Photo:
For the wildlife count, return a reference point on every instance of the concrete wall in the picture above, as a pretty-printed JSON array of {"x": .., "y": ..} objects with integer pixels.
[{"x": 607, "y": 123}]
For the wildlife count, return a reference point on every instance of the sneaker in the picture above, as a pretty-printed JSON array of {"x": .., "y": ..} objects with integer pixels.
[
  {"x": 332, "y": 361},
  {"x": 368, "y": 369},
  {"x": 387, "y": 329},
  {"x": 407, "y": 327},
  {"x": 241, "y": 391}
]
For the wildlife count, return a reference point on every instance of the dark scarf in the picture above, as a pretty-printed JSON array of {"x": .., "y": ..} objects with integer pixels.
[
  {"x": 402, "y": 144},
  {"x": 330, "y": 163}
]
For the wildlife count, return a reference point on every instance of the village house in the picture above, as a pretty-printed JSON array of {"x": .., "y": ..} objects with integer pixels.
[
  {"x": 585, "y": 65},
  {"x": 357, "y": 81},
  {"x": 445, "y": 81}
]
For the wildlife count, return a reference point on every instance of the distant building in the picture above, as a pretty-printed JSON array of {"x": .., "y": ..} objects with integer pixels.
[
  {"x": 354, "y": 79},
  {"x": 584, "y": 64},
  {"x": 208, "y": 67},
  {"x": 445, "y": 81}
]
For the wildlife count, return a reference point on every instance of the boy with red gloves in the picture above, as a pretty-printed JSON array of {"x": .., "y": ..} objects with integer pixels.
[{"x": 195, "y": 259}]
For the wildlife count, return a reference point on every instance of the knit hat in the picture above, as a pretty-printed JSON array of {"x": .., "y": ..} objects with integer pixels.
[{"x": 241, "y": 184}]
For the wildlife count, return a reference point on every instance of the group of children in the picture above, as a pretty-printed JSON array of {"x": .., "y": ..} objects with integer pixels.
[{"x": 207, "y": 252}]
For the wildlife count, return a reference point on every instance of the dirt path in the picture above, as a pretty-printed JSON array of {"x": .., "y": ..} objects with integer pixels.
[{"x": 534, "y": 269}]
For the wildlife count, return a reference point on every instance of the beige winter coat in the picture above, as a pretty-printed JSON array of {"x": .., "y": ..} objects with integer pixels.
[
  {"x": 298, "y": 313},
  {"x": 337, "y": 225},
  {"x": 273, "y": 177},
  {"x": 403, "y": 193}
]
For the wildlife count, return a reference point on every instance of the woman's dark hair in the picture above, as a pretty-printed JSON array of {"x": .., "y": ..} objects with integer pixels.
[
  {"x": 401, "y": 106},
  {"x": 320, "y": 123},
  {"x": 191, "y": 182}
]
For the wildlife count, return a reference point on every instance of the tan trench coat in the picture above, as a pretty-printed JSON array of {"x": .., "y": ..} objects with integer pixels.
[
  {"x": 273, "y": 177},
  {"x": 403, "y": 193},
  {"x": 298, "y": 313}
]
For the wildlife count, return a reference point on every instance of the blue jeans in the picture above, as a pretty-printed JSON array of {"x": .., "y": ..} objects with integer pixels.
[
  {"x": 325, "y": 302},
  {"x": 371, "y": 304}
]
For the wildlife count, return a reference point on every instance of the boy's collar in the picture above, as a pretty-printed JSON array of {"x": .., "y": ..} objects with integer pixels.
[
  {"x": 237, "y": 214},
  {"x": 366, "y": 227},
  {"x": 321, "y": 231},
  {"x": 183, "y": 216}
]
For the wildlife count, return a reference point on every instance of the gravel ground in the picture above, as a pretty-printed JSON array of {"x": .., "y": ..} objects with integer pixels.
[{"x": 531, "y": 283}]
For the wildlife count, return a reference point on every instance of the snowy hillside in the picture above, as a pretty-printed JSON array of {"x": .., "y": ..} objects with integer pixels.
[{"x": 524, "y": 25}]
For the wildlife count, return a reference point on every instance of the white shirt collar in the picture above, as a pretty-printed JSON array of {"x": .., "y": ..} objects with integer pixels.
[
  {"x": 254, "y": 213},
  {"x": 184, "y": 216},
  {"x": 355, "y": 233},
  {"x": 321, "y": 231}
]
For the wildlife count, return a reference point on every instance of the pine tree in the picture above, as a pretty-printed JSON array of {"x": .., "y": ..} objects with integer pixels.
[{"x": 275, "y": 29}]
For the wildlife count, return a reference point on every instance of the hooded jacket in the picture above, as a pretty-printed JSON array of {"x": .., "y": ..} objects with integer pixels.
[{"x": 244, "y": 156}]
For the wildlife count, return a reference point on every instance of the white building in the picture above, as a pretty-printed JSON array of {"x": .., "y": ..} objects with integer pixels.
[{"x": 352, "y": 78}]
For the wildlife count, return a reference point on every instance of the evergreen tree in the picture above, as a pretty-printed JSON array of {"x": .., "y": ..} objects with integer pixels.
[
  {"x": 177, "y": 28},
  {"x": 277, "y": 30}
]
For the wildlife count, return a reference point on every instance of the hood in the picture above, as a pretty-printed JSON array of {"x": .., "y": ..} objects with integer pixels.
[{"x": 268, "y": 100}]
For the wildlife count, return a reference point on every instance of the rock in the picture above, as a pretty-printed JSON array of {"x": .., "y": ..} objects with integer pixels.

--------------------------------

## Work order
Could you write out all the records exactly, please?

## Output
Photo:
For the wildlife count, return a reference point on every instance of the concrete wall in the picture above, as a pretty-printed JSON array of {"x": .., "y": ..} objects with integer pixels.
[{"x": 607, "y": 123}]
For the wildlife count, return a reference point on every instance of the sneaker in the picture above, as a pretty-printed JSON array of {"x": .., "y": ..} objects with integer pixels.
[
  {"x": 332, "y": 361},
  {"x": 368, "y": 369},
  {"x": 387, "y": 329},
  {"x": 407, "y": 327},
  {"x": 241, "y": 391}
]
For the wildlife count, return a reference point on every instance of the dark scarf in the picture above, as a pretty-printed JSON array of {"x": .., "y": ..} objects with integer pixels.
[
  {"x": 402, "y": 144},
  {"x": 330, "y": 163}
]
For the wildlife count, return a reference point on every instance of the village house in the picture above, as a pretty-printed JSON array of {"x": .., "y": ..} objects with integer pixels.
[
  {"x": 585, "y": 65},
  {"x": 357, "y": 81},
  {"x": 445, "y": 81}
]
For the wildlife count, return a reference point on every instance of the distant building in the picture above, as a pretty-printed JSON array of {"x": .., "y": ..} objects with integer pixels.
[
  {"x": 354, "y": 79},
  {"x": 584, "y": 64},
  {"x": 208, "y": 67},
  {"x": 445, "y": 81}
]
For the wildlife count, return a reference point on every instance of the boy with red gloves in the picture above, as a pretty-printed JSON array of {"x": .., "y": ..} objects with integer pixels.
[{"x": 195, "y": 259}]
For the wildlife count, return a reference point on every instance of the knit hat in the picture above, as a pretty-printed JSON array of {"x": .., "y": ..} objects with integer pixels.
[{"x": 241, "y": 184}]
For the wildlife count, return a reference point on every instance of the group of children in the picture above, as a pretty-printed JSON array of {"x": .., "y": ..} objects with integer pixels.
[{"x": 207, "y": 252}]
For the wildlife count, return a reference point on every instance of the dirt path in the picture above, as a pretty-printed JSON array of {"x": .., "y": ..} objects with integer pixels.
[{"x": 534, "y": 269}]
For the wildlife count, return a reference point on every instance of the beige winter coat in the picture above, as a pretty-printed JSON array of {"x": .., "y": ..} objects with integer pixels.
[
  {"x": 298, "y": 313},
  {"x": 337, "y": 225},
  {"x": 273, "y": 177},
  {"x": 403, "y": 193}
]
For the wildlife count, return a reference point on every instance of the woman's dark hair in the picture above, as a pretty-printed JSON array of {"x": .., "y": ..} objects with integer pixels.
[
  {"x": 401, "y": 106},
  {"x": 320, "y": 123},
  {"x": 191, "y": 182}
]
For the wildlife count, return a reference point on every instance of the tan trench coat in the picture above, as a pretty-printed JSON array of {"x": .., "y": ..} objects with integer pixels.
[
  {"x": 273, "y": 177},
  {"x": 403, "y": 193},
  {"x": 298, "y": 313}
]
For the wildlife count, return a reference point on every instance of the blue jeans in the picture above, as a pretty-printed JSON array of {"x": .., "y": ..} objects with integer pixels.
[
  {"x": 325, "y": 302},
  {"x": 371, "y": 304}
]
For the wildlife count, return a reference point on every instance of the boy's collar in the picture above, as a pretty-printed JSON array of {"x": .., "y": ..} objects with integer pixels.
[
  {"x": 237, "y": 214},
  {"x": 366, "y": 227},
  {"x": 321, "y": 231},
  {"x": 183, "y": 216}
]
For the wildlife count, return a reference point on every instance of the gravel ground in the picture above, as a pretty-printed JSON array of {"x": .., "y": ..} objects with integer pixels.
[{"x": 531, "y": 283}]
For the wildlife count, return a reference point on every instance of the snowy hillside in the picture above, as a pretty-printed JSON array of {"x": .., "y": ..} objects with integer pixels.
[{"x": 524, "y": 25}]
For the wildlife count, return a reference point on every instance of the white shirt collar in the picture above, as a pretty-printed JSON array of {"x": .., "y": ..} objects with integer pixels.
[
  {"x": 254, "y": 213},
  {"x": 184, "y": 216},
  {"x": 355, "y": 233},
  {"x": 321, "y": 231}
]
For the wildlife count, return a reference point on every instance of the pine tree in the picture above, as a pretty-printed JSON array of {"x": .., "y": ..} objects with integer pixels.
[{"x": 275, "y": 29}]
For the wildlife count, return a reference point on every instance of the hooded jacket in the picture above, as a pretty-printed JSON array of {"x": .., "y": ..} objects with integer pixels.
[{"x": 244, "y": 156}]
For the wildlife count, return a reference point on every instance of the white building in the picture above, as a pretty-printed JSON array of {"x": .., "y": ..} objects with integer pixels.
[{"x": 352, "y": 78}]
For the wildlife count, return a reference point on every instance of the evergreen tree in the picture above, as a pretty-printed JSON array of {"x": .., "y": ..} objects with integer pixels.
[
  {"x": 177, "y": 28},
  {"x": 277, "y": 30}
]
For the wildlife count, return a reference point on every instance of the hood in the picture above, as a pretty-printed JSON array of {"x": .., "y": ..} objects with integer pixels.
[{"x": 268, "y": 100}]
For the wildlife count, return a reference point on every instance of the rock in the picture above, as a pretty-printed JSON array of {"x": .., "y": ..} objects with integer pixels.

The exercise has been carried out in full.